Every record that follows is to be copied exactly, with the pictures omitted.

Referring expression data:
*** Begin section ***

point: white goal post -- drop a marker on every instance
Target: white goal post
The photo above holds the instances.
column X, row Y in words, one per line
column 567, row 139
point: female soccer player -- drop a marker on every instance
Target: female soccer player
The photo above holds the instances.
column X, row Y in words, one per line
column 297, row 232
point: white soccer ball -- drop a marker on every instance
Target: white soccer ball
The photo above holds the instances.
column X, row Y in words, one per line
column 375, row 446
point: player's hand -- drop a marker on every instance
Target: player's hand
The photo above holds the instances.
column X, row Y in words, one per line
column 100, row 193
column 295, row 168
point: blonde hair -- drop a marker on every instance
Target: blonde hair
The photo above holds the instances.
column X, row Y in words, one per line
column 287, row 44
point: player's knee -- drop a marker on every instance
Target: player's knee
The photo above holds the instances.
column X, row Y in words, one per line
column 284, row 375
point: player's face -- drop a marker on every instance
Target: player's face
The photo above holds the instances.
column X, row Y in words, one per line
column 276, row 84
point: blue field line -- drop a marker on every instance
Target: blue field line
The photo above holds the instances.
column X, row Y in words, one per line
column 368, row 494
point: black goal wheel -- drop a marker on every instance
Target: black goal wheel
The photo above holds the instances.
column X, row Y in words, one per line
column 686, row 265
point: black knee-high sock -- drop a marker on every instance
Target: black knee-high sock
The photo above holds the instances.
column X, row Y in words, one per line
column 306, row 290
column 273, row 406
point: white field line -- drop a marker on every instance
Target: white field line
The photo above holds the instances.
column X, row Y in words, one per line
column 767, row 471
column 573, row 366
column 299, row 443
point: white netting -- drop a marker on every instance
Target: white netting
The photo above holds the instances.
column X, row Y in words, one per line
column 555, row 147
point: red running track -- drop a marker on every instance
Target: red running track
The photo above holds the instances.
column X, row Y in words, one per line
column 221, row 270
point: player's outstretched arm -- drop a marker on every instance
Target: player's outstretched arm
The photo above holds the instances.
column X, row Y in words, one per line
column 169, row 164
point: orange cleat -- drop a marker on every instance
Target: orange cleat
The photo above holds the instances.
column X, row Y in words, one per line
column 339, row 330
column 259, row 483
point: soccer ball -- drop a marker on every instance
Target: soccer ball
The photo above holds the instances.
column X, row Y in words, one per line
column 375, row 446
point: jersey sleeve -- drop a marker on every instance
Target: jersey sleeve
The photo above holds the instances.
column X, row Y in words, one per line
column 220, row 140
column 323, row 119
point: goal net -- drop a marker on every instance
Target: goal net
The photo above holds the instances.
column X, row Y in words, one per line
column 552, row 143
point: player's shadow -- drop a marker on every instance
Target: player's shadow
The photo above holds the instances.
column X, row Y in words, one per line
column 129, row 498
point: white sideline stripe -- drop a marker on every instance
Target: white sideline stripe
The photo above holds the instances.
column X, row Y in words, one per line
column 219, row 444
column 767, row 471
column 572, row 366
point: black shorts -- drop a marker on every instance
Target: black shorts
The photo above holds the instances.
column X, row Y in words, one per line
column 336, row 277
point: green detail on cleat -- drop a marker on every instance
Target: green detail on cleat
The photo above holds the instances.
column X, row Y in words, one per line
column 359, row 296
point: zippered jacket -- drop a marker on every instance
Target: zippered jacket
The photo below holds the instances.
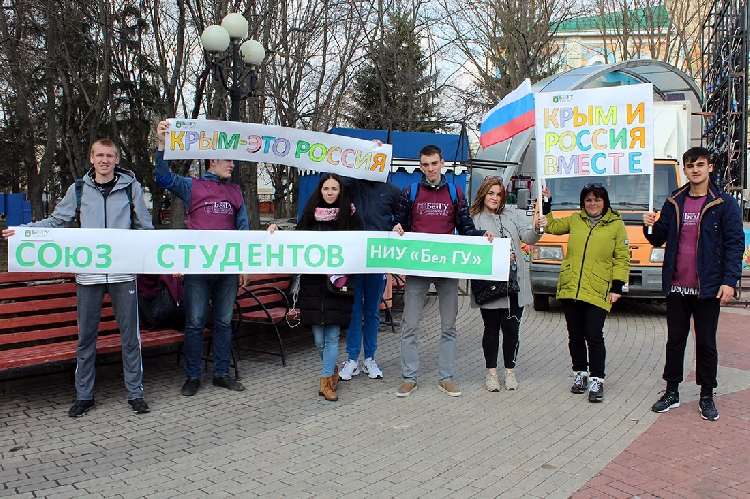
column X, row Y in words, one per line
column 595, row 258
column 98, row 212
column 721, row 240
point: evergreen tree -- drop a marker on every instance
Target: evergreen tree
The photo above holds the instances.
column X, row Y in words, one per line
column 394, row 86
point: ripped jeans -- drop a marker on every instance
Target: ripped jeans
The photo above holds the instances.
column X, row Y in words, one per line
column 509, row 321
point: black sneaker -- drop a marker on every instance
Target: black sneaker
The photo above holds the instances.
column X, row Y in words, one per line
column 670, row 400
column 596, row 390
column 708, row 408
column 190, row 387
column 139, row 406
column 80, row 408
column 581, row 383
column 229, row 384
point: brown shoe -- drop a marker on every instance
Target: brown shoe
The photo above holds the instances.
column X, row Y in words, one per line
column 406, row 388
column 448, row 387
column 326, row 389
column 335, row 377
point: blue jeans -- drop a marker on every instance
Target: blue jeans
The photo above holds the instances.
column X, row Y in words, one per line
column 367, row 297
column 221, row 291
column 327, row 343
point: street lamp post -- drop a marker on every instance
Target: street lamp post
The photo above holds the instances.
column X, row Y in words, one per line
column 242, row 83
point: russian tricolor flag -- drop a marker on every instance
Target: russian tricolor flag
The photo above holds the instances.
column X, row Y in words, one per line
column 512, row 115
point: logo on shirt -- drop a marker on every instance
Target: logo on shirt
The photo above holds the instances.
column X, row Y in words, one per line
column 219, row 208
column 432, row 209
column 690, row 218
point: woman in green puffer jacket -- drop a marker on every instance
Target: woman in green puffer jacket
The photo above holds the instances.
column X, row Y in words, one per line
column 592, row 278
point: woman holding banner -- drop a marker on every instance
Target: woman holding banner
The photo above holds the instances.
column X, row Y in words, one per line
column 325, row 301
column 504, row 313
column 592, row 278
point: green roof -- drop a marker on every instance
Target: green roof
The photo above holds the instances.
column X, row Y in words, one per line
column 643, row 18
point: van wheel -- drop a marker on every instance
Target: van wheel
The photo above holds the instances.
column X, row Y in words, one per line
column 541, row 303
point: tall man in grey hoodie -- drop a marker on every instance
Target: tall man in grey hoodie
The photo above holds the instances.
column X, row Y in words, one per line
column 111, row 198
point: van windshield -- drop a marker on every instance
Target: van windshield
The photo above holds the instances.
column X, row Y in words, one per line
column 626, row 192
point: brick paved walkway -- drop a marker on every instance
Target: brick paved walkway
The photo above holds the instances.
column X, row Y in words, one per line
column 279, row 439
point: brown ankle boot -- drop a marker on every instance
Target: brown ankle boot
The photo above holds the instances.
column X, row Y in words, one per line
column 335, row 378
column 326, row 389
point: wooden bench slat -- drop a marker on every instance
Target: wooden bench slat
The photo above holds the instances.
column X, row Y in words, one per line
column 43, row 290
column 59, row 318
column 47, row 310
column 24, row 277
column 61, row 351
column 50, row 334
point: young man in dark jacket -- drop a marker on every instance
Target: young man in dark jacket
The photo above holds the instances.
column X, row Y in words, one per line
column 702, row 227
column 376, row 202
column 433, row 211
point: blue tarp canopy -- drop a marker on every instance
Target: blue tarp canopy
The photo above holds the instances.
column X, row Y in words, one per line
column 406, row 145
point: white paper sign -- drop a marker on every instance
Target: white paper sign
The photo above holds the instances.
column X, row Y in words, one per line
column 601, row 131
column 323, row 152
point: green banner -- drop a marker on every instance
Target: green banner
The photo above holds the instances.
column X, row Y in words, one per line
column 416, row 255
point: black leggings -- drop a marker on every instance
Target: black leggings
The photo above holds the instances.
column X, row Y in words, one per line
column 507, row 320
column 586, row 329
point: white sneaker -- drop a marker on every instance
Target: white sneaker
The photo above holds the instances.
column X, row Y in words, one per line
column 349, row 369
column 371, row 369
column 510, row 380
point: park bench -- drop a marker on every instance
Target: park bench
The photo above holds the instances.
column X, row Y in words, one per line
column 38, row 322
column 264, row 302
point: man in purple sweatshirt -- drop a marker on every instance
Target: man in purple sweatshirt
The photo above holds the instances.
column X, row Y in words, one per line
column 436, row 208
column 212, row 203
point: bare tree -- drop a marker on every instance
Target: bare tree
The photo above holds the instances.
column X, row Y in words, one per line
column 500, row 43
column 314, row 50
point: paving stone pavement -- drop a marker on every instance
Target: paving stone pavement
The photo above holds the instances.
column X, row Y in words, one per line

*** End section ***

== Completed exercise ==
point: white goal post -- drop a marker on every instance
Target: white goal post
The photo above holds the instances.
column X, row Y in words, one per line
column 567, row 139
point: female soccer player -- drop a marker on every instance
Target: female soccer player
The photo above holds the instances.
column X, row Y in words, one per line
column 297, row 232
point: white soccer ball -- drop a marker on every instance
Target: white soccer ball
The photo above holds the instances.
column X, row Y in words, one per line
column 375, row 446
point: player's hand -- drop a marker on every instance
Target: player's hand
The photo above holds the instances.
column X, row Y in words, one per line
column 100, row 193
column 295, row 168
point: blonde hair -- drop a marker on every instance
Target: blonde hair
The photo above holds the instances.
column X, row Y in words, one per line
column 287, row 44
point: player's knee -- drop a marker on every instance
Target: player's knee
The photo above holds the instances.
column X, row Y in words, one per line
column 284, row 375
point: player's face -- drop a marker on every instance
Target: player's face
The photo above holds the instances.
column X, row Y in words, one per line
column 276, row 84
point: blue field line -- drop a marker on every instance
Target: blue field line
The photo above holds the instances.
column X, row Y in words, one per line
column 368, row 494
point: black goal wheel -- drop a marker on every instance
Target: black goal wheel
The photo above holds the instances.
column X, row Y in words, one per line
column 686, row 265
point: black knee-high sock -- drop a marker on every instance
Target: black knee-high sock
The photo above holds the instances.
column X, row Y in words, one per line
column 306, row 290
column 273, row 406
point: white field line -- drop a marker on every instance
Target: white field line
The photo above holds the instances.
column X, row Y in words, one per line
column 767, row 471
column 573, row 366
column 299, row 443
point: white netting -- drop a marker on every instance
Target: white netting
The photo above holds the instances.
column X, row Y in words, one per line
column 555, row 147
point: red running track -- drop a marker on every instance
Target: red running track
The photo above holds the instances.
column X, row Y in words, one per line
column 221, row 270
point: player's outstretched arm -- drop a marker on every instance
Target: player's outstretched arm
The photo above holds the instances.
column X, row Y in words, one per line
column 169, row 164
point: orange cleat -- drop a marker on every instance
Target: orange cleat
The photo above holds the instances.
column X, row Y in words, one per line
column 339, row 330
column 259, row 483
point: soccer ball -- drop a marker on every instance
Target: soccer ball
The photo above holds the instances.
column X, row Y in words, one per line
column 375, row 446
point: jersey sleeve -- drop a marker on every instance
Target: jersey sleeve
The photo above holds the instances.
column X, row Y in words, one per line
column 220, row 140
column 323, row 119
point: goal net -- drop a marker on every instance
Target: goal net
The photo above holds the instances.
column X, row Y in words, one per line
column 552, row 143
point: player's shadow -- drop a marker on every instance
Target: player's shadow
The photo above holds the instances.
column X, row Y in words, one per line
column 129, row 498
point: white sideline stripe -- drop a marker on every instance
Target: white sideline stripe
The photo above holds the instances.
column X, row Y in words, one per line
column 219, row 444
column 767, row 471
column 572, row 366
point: black shorts -- drop a marker on every instance
Target: black shorts
The photo above holds the instances.
column X, row Y in words, one per line
column 336, row 277
point: green detail on cleat -- drop a marker on every instance
Target: green detail on cleat
The photo above holds the instances.
column X, row Y in words, one per line
column 359, row 296
point: zippered jacket -- drop a marker on every instance
Target: zippered jacket
The photo below holds the instances.
column X, row Y in words, one per line
column 595, row 258
column 98, row 212
column 721, row 240
point: evergreen tree -- drop a marker on every instance
Target: evergreen tree
The photo above holds the instances.
column X, row Y in words, one per line
column 394, row 86
point: ripped jeans -- drop a marker on every instance
Target: ripped jeans
The photo above holds the instances.
column X, row Y in words, one per line
column 509, row 321
point: black sneaker -- drop a marker on every instance
Target: black sneaker
The photo above holds the instances.
column X, row Y in words, one per line
column 670, row 400
column 596, row 390
column 708, row 408
column 190, row 387
column 139, row 406
column 80, row 408
column 581, row 383
column 229, row 384
point: brown shoe -- drop a marker on every instance
Target: brown shoe
The photo above holds the instances.
column X, row Y in words, one per line
column 406, row 388
column 448, row 387
column 326, row 389
column 335, row 377
point: blue jeans -- drop a marker on every instance
Target: blue jeans
The photo above holds the instances.
column X, row Y in words, one per line
column 367, row 297
column 221, row 291
column 327, row 343
point: street lamp post -- drop a marker on every instance
Target: street lamp post
The photo above holds the instances.
column X, row Y in words, one per line
column 242, row 83
point: russian tricolor flag -- drop a marker on every instance
Target: russian tricolor flag
The photo above holds the instances.
column X, row Y in words, one per line
column 512, row 115
point: logo on shirt -- drop a marker on every instance
Target: logo on shirt
The photo above holds the instances.
column X, row Y in words, one per line
column 219, row 208
column 432, row 209
column 690, row 218
point: woman in green puffer jacket -- drop a marker on every instance
Target: woman in green puffer jacket
The photo above holds the instances.
column X, row Y in words, one per line
column 592, row 278
point: woman holding banner -- drop a marker on every instance
Target: woman holding banner
The photo above holds the instances.
column X, row Y in words, one per line
column 325, row 301
column 504, row 313
column 592, row 278
point: green roof -- drop a marker on every instance
Target: green roof
The photo above holds the instances.
column X, row Y in words, one per line
column 643, row 18
point: van wheel -- drop a marker on every instance
Target: van wheel
The photo above holds the instances.
column X, row Y in words, one per line
column 541, row 303
point: tall man in grey hoodie -- drop a marker on every instance
Target: tall man in grey hoodie
The photo above holds the instances.
column X, row Y in words, one per line
column 111, row 198
point: van windshield -- drop a marker on every instance
Target: van windshield
The photo above holds the instances.
column X, row Y in words, one per line
column 626, row 192
point: brick paved walkway -- drop a marker on every instance
Target: brick paved walkway
The photo above holds the instances.
column X, row Y in words, one per line
column 279, row 439
point: brown ankle boot -- drop a marker on every instance
Target: brown ankle boot
The photo above holds the instances.
column X, row Y in words, one per line
column 335, row 378
column 326, row 389
point: wooden bench slat -- drop a marker on every instance
Target: wooden bench slat
The photo above holds the instances.
column X, row Y in words, one per line
column 43, row 290
column 59, row 318
column 47, row 310
column 24, row 277
column 61, row 351
column 50, row 334
point: young man in dark jacket -- drop a marker on every instance
Target: young man in dark jacket
The photo above holds the instances.
column X, row Y in words, one per line
column 702, row 227
column 376, row 202
column 433, row 211
point: blue tarp canopy -- drop a marker on every instance
Target: blue tarp canopy
The photo above holds the instances.
column X, row Y in words, one per line
column 406, row 145
point: white paper sign -- drop a marker on every instance
Target: white paper sign
The photo above holds the instances.
column X, row Y in words, one per line
column 601, row 131
column 323, row 152
point: green banner -- drop a marker on every instance
Target: green banner
The photo above holds the instances.
column X, row Y in words, one per line
column 416, row 255
point: black leggings -- drop a marker on every instance
Target: black leggings
The photo above holds the instances.
column X, row Y in words, one per line
column 507, row 320
column 586, row 329
point: white sneaker -- drop a marker on every instance
Target: white sneaker
The photo above holds the instances.
column X, row Y in words, one per line
column 349, row 369
column 371, row 369
column 510, row 380
point: park bench -- drop a marker on every instance
Target: park bench
The photo above holds the instances.
column X, row Y in words, one per line
column 38, row 322
column 264, row 302
point: man in purple sweatshirt -- drop a marker on every instance
Target: man in purple sweatshirt
The photo above holds the instances.
column X, row Y in words, one per line
column 436, row 208
column 212, row 203
point: bare tree -- drop a marker on every instance
Target: bare tree
The photo above holds the instances.
column X, row Y in words, one per line
column 500, row 43
column 314, row 50
point: paving stone pavement -- drop a marker on every instance
Target: paving stone pavement
The photo above holds the instances.
column X, row Y in words, one per line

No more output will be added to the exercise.